Stored entries
-- BEGIN --

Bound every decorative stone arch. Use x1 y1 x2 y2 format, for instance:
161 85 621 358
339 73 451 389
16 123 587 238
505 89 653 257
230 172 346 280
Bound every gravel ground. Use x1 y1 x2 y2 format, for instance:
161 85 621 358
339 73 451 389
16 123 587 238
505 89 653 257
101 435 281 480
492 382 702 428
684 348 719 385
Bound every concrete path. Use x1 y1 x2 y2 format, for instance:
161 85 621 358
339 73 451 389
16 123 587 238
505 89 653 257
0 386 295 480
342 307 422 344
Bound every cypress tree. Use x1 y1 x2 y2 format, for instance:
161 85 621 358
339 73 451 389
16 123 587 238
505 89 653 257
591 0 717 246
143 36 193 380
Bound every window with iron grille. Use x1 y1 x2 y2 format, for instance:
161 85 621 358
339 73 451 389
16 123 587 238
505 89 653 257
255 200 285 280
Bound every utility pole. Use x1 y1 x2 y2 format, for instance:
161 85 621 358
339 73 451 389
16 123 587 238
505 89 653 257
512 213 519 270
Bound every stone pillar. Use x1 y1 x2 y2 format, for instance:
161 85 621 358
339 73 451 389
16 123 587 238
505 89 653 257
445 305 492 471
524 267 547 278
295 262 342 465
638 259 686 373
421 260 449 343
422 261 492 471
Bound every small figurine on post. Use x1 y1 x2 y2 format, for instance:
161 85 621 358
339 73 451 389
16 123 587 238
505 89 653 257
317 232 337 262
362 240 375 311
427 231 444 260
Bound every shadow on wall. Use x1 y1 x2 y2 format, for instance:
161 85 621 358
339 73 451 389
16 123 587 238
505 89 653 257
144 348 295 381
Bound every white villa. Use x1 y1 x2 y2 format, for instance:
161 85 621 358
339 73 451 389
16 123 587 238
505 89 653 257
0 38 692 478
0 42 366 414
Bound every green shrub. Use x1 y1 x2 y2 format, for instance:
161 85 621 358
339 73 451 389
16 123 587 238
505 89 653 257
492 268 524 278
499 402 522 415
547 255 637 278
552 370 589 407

-- END --
-- BEGIN --

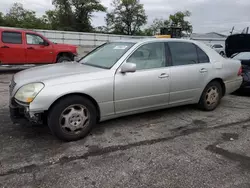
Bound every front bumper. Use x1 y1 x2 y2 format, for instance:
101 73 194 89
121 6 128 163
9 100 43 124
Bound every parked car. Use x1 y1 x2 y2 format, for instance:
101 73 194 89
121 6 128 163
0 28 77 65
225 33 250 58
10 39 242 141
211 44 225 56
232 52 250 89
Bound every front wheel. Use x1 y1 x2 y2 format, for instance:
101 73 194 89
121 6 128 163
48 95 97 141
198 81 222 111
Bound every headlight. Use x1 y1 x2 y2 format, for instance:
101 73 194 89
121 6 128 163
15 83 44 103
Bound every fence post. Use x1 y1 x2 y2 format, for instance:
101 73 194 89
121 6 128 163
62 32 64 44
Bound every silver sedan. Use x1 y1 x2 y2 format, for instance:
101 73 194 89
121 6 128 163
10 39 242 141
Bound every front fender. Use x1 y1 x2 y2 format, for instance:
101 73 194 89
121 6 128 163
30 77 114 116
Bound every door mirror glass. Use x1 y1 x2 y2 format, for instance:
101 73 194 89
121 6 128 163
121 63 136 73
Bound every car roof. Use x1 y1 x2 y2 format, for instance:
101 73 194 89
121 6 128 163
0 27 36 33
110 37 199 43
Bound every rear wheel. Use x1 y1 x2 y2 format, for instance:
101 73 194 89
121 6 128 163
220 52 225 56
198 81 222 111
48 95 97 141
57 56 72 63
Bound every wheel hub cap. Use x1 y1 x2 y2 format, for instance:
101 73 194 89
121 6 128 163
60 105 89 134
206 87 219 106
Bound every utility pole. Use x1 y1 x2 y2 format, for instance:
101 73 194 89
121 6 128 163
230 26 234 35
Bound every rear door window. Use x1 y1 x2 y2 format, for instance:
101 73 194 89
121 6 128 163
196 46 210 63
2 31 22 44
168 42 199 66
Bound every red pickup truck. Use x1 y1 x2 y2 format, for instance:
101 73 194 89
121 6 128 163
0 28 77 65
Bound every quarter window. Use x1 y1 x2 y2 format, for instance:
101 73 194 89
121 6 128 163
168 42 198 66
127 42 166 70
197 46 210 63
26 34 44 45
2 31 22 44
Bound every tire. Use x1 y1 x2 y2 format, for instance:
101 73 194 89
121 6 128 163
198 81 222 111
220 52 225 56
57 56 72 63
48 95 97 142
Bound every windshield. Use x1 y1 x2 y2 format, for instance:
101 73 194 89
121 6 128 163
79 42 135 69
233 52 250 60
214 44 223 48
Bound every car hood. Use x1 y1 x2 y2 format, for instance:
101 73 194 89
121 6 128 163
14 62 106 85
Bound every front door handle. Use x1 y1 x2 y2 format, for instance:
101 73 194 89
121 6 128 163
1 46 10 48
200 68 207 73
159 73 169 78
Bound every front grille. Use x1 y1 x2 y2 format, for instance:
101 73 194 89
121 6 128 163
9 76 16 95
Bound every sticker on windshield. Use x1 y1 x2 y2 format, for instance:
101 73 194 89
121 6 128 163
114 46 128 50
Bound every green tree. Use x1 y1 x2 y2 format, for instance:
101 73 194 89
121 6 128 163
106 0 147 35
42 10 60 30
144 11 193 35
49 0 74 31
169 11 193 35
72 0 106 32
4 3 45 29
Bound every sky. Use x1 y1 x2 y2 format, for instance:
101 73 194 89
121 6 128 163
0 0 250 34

-- END --

**YOUR GOAL**
List every line from the rows above that contains the word "post".

**TASK ANSWER**
Bound every small figurine on post. Use x1 y1 x2 y2 format, for instance:
Bound every fence post. Use x1 y1 x2 y2 format, for instance:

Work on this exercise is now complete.